• **AIM OF THE EXERCISE**
Each line holding the word "below" must appear in the answer, copied from the entries.

========

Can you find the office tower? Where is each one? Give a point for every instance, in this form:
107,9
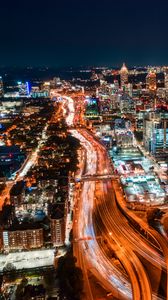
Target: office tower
22,239
155,135
123,76
1,87
151,81
23,88
166,79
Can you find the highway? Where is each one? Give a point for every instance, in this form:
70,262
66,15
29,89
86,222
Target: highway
124,240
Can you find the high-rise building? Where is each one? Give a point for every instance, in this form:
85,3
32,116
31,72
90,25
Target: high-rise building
166,79
155,134
151,81
1,87
23,239
56,213
23,88
123,76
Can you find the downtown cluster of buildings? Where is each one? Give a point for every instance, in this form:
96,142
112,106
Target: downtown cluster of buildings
36,161
130,116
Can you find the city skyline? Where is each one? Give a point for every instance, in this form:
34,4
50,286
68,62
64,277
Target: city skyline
86,33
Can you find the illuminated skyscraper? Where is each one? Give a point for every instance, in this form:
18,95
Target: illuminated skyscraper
23,88
1,87
151,81
166,79
123,75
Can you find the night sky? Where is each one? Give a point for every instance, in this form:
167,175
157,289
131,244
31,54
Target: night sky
83,32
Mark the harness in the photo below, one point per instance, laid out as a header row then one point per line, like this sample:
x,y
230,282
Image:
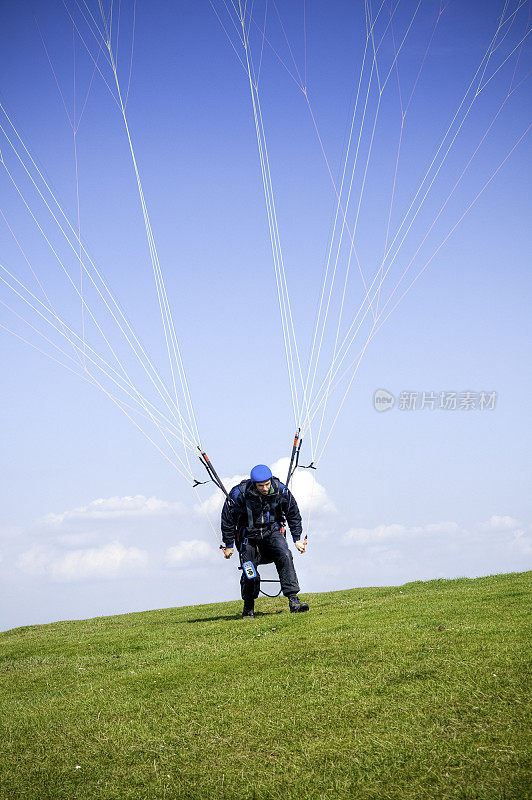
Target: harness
x,y
271,519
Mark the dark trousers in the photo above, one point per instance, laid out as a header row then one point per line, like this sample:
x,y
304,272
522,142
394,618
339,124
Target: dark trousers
x,y
272,548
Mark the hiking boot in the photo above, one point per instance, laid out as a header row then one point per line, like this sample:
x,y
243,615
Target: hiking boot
x,y
296,604
249,609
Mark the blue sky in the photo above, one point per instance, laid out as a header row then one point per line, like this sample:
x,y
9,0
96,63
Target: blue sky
x,y
94,520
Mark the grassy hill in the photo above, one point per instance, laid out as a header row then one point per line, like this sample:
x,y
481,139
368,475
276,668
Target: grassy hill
x,y
416,691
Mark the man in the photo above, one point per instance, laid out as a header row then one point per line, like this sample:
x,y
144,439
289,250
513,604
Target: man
x,y
254,516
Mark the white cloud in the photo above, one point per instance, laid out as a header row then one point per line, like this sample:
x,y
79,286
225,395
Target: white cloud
x,y
499,524
194,552
109,561
114,508
397,531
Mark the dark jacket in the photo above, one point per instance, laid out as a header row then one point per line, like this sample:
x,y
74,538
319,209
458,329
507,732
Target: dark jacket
x,y
247,512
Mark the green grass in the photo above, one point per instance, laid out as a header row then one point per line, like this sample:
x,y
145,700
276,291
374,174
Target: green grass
x,y
417,691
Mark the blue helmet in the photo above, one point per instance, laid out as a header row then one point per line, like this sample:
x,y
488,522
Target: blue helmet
x,y
260,473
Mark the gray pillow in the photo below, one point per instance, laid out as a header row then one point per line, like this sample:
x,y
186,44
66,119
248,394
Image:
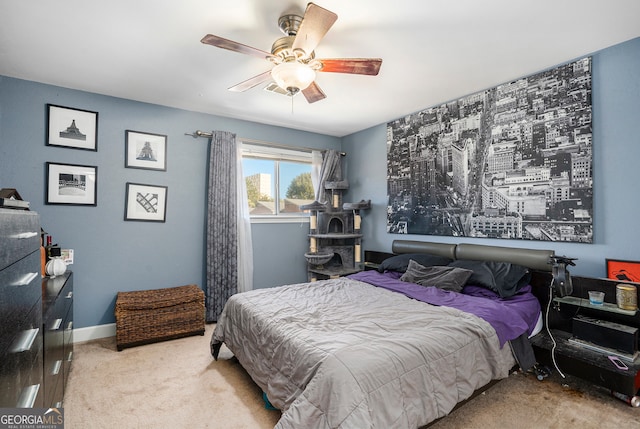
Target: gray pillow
x,y
447,278
503,278
400,262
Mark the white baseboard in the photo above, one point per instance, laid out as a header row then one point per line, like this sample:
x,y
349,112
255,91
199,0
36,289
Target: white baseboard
x,y
94,332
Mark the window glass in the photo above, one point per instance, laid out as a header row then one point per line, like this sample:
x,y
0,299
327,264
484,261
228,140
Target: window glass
x,y
278,180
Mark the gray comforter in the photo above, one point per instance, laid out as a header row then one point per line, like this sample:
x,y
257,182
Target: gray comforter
x,y
345,354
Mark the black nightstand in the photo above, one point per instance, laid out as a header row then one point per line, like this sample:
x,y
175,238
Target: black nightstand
x,y
580,360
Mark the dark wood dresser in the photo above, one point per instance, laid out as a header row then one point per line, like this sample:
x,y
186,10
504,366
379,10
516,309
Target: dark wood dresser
x,y
21,341
57,316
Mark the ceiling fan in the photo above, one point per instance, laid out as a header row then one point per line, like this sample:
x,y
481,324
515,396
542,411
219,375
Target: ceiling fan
x,y
293,56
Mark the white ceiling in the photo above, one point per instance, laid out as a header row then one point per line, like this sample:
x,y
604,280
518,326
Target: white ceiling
x,y
432,50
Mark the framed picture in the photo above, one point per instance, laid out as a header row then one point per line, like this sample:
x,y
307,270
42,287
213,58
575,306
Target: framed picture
x,y
71,184
73,128
145,150
628,271
145,202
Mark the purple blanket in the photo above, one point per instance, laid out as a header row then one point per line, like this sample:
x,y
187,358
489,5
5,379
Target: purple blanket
x,y
510,317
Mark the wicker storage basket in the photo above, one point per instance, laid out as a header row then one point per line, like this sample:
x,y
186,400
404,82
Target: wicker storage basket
x,y
149,316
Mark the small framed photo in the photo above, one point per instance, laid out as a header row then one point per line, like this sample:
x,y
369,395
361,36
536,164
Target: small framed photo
x,y
145,150
71,184
145,202
628,271
72,128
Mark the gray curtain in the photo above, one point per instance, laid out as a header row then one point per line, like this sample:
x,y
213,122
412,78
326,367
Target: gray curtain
x,y
330,170
222,230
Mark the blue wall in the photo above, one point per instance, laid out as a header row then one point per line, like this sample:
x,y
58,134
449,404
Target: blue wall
x,y
112,255
616,171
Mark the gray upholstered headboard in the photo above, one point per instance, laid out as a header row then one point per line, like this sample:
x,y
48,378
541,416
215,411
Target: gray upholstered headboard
x,y
531,258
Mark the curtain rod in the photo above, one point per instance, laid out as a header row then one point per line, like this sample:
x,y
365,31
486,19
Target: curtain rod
x,y
207,134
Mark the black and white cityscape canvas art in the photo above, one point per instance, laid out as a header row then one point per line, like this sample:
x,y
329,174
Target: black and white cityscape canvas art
x,y
511,162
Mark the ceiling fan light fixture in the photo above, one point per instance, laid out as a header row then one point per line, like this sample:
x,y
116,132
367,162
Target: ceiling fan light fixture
x,y
293,76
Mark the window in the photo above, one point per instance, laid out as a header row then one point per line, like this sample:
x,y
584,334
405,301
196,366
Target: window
x,y
278,181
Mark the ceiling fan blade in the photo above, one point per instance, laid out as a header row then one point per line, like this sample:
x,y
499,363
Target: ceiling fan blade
x,y
368,66
313,93
315,24
223,43
250,83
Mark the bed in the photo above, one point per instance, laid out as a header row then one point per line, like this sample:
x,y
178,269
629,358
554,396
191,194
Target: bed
x,y
376,350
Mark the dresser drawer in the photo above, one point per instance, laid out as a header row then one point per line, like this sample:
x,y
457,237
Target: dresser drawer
x,y
19,235
20,287
21,382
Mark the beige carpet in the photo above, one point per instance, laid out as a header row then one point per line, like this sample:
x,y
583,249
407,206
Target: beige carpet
x,y
176,384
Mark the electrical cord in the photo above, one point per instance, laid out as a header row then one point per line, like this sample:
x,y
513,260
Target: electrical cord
x,y
553,340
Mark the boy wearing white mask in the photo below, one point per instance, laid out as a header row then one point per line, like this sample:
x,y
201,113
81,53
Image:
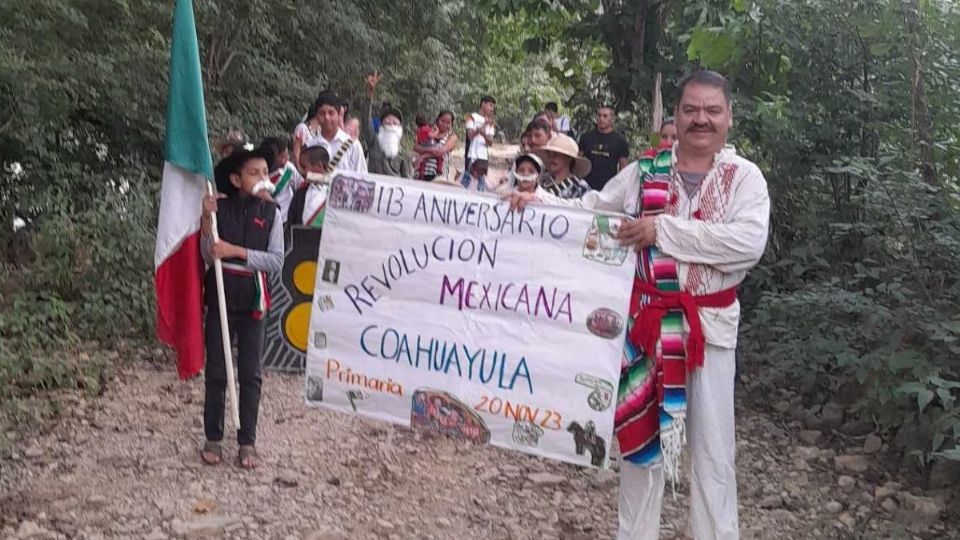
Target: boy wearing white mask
x,y
387,157
525,173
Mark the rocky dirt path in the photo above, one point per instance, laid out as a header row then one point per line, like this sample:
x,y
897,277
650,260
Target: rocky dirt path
x,y
126,466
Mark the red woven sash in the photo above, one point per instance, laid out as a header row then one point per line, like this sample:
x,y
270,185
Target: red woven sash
x,y
646,332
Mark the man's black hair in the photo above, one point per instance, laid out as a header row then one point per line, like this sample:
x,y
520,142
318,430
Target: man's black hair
x,y
233,164
453,117
705,77
538,123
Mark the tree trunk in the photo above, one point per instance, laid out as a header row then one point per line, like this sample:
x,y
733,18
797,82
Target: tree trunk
x,y
922,124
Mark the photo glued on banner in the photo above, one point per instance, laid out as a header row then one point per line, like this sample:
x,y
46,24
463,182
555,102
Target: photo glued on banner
x,y
445,310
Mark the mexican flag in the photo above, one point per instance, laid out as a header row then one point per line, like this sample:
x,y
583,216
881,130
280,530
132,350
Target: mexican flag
x,y
186,170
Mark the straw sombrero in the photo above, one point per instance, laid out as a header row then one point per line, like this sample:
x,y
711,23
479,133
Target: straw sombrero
x,y
565,145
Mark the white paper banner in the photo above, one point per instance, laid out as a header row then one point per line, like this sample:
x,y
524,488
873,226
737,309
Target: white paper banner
x,y
440,308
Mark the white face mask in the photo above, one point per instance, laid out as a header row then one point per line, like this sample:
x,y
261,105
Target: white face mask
x,y
525,178
389,140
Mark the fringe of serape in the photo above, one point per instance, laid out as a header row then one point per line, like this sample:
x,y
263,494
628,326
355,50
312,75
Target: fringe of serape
x,y
651,403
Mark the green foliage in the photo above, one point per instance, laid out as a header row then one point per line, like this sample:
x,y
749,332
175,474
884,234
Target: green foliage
x,y
82,105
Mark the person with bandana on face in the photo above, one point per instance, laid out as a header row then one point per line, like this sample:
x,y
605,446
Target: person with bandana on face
x,y
525,172
387,157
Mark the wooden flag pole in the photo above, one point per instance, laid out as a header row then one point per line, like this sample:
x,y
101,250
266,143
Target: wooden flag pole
x,y
657,120
224,329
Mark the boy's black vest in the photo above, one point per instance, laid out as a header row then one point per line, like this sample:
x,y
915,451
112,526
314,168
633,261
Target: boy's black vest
x,y
295,213
246,222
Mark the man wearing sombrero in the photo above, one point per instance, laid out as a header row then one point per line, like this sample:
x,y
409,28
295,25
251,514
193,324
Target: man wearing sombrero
x,y
702,214
565,168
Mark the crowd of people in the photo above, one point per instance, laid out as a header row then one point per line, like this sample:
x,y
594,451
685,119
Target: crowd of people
x,y
700,223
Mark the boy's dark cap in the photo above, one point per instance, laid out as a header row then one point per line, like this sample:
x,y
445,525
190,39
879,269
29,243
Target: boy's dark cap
x,y
233,164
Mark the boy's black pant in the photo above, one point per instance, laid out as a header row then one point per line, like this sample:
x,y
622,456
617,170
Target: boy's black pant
x,y
248,334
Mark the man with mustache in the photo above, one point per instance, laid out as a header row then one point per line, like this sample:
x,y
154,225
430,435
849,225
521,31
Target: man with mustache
x,y
702,219
386,155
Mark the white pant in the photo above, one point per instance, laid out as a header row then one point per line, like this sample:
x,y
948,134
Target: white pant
x,y
712,449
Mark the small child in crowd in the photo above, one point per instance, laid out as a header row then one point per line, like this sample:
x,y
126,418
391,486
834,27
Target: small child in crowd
x,y
250,246
309,202
525,172
285,176
427,135
475,179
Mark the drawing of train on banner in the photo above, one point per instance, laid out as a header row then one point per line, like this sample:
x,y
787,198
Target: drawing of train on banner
x,y
439,411
291,291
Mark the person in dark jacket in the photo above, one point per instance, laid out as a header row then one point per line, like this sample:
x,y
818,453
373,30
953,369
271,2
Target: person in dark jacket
x,y
250,246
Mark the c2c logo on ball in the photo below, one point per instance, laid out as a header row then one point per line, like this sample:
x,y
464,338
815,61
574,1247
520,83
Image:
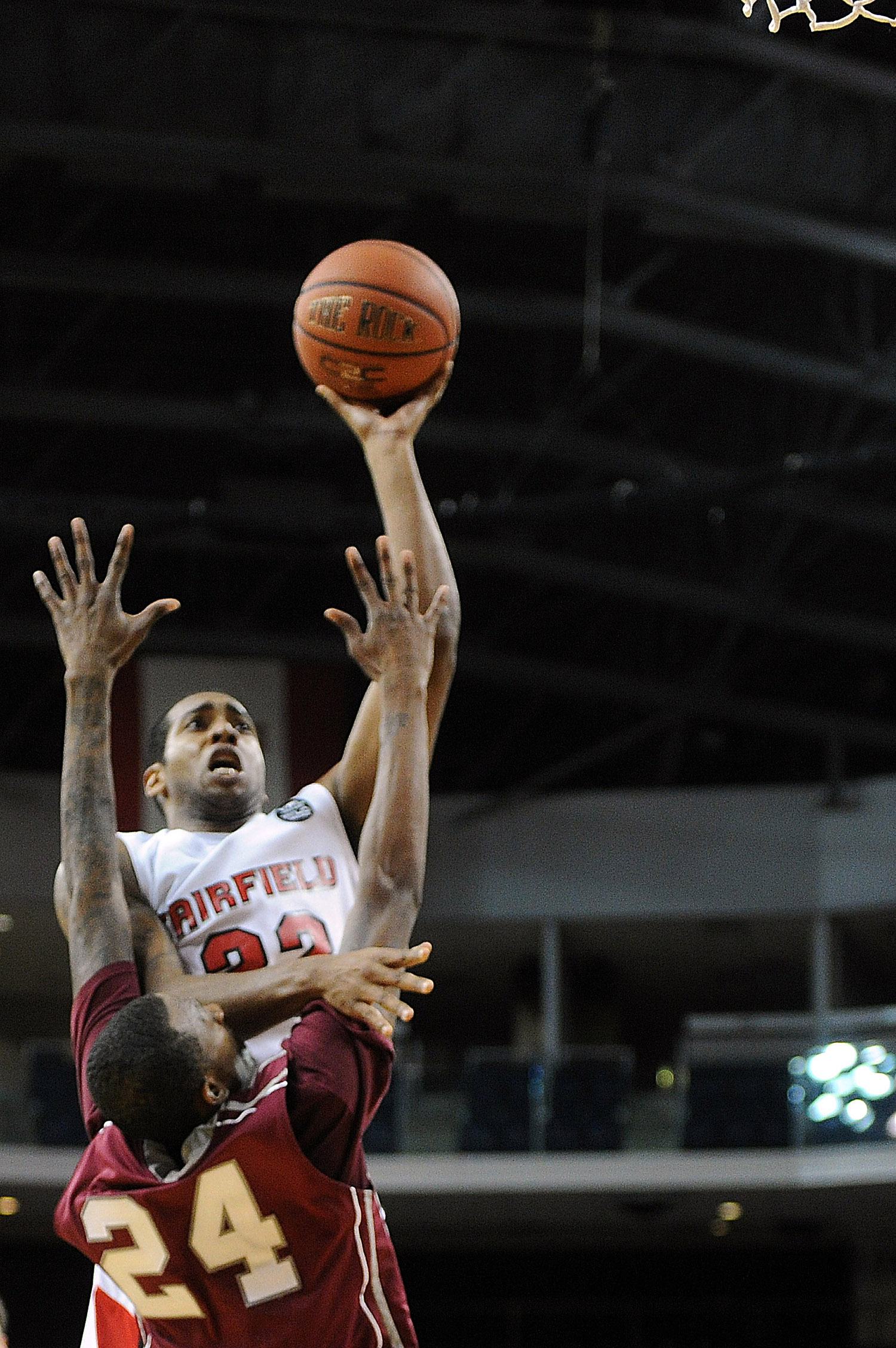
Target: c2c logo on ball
x,y
296,810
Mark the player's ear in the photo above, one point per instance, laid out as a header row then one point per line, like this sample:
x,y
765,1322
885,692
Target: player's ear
x,y
154,782
213,1092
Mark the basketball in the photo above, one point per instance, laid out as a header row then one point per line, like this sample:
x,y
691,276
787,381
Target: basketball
x,y
375,321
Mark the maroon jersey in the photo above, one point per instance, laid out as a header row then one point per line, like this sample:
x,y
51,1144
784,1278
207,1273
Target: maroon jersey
x,y
250,1243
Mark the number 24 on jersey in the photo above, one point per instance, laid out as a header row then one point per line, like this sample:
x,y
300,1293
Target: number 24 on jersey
x,y
227,1229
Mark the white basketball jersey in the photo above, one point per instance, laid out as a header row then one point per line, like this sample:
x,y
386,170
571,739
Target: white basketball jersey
x,y
238,901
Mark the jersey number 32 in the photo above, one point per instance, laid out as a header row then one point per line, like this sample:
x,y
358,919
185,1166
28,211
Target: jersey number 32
x,y
227,1229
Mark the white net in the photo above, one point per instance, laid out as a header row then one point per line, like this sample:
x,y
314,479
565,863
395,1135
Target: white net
x,y
857,10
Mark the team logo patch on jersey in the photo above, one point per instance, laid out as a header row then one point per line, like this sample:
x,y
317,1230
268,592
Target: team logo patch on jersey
x,y
296,810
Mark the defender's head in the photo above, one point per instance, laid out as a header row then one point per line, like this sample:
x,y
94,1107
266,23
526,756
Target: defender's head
x,y
164,1065
207,762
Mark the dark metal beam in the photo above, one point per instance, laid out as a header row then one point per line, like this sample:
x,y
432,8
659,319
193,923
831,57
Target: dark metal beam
x,y
566,681
508,670
755,223
692,596
667,476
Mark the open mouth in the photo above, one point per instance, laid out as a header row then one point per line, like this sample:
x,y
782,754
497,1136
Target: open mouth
x,y
225,762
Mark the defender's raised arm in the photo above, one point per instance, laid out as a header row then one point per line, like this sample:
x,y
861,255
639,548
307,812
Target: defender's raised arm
x,y
397,654
96,638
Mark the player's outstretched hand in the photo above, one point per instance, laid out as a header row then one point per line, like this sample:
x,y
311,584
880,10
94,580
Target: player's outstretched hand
x,y
398,639
368,984
95,634
367,422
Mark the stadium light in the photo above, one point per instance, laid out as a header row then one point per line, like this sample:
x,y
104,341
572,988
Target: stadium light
x,y
840,1088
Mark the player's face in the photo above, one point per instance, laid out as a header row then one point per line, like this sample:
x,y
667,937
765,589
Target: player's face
x,y
213,759
222,1052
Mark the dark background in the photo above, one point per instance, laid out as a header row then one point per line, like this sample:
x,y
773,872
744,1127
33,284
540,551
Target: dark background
x,y
677,564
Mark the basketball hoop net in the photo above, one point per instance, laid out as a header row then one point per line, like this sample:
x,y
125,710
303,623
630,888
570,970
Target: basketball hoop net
x,y
857,10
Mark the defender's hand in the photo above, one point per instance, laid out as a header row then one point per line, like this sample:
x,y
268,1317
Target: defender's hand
x,y
95,634
367,984
368,423
399,639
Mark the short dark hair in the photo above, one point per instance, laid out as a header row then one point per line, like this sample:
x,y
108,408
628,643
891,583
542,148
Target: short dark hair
x,y
145,1074
158,739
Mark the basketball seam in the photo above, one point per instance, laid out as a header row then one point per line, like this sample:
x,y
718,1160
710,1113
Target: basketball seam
x,y
433,268
375,355
381,290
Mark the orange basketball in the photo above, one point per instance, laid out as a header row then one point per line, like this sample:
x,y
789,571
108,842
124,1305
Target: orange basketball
x,y
375,321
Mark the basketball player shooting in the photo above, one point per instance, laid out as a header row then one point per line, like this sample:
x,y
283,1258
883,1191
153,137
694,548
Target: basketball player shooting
x,y
241,1192
231,897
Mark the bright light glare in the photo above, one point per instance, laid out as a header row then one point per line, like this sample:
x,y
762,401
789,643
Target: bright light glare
x,y
825,1107
831,1061
872,1084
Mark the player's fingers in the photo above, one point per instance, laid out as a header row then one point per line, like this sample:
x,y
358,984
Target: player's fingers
x,y
404,959
373,1017
120,558
412,596
46,592
153,612
82,552
364,581
440,382
413,983
349,626
67,583
387,575
392,1003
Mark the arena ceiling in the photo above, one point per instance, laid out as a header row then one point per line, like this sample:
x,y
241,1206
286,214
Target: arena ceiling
x,y
666,463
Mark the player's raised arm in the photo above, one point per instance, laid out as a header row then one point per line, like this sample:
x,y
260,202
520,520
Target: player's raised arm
x,y
397,653
410,523
96,638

========

• **YOUR RESPONSE**
Mark the harness in the photo below, one point per instance, laid out as a header row then one point per line, like this sample:
Mark the gray pillow in the photo below, one point per instance, laid out as a header row then one point per line, like this sample:
Mark the boy wearing white mask in the photo below, one point per instance, laid out as a header row then one point per line, like this sample:
Mark the c2c logo on ball in the photo below, one point per instance, laid out as a header row then one point per line, like this sample:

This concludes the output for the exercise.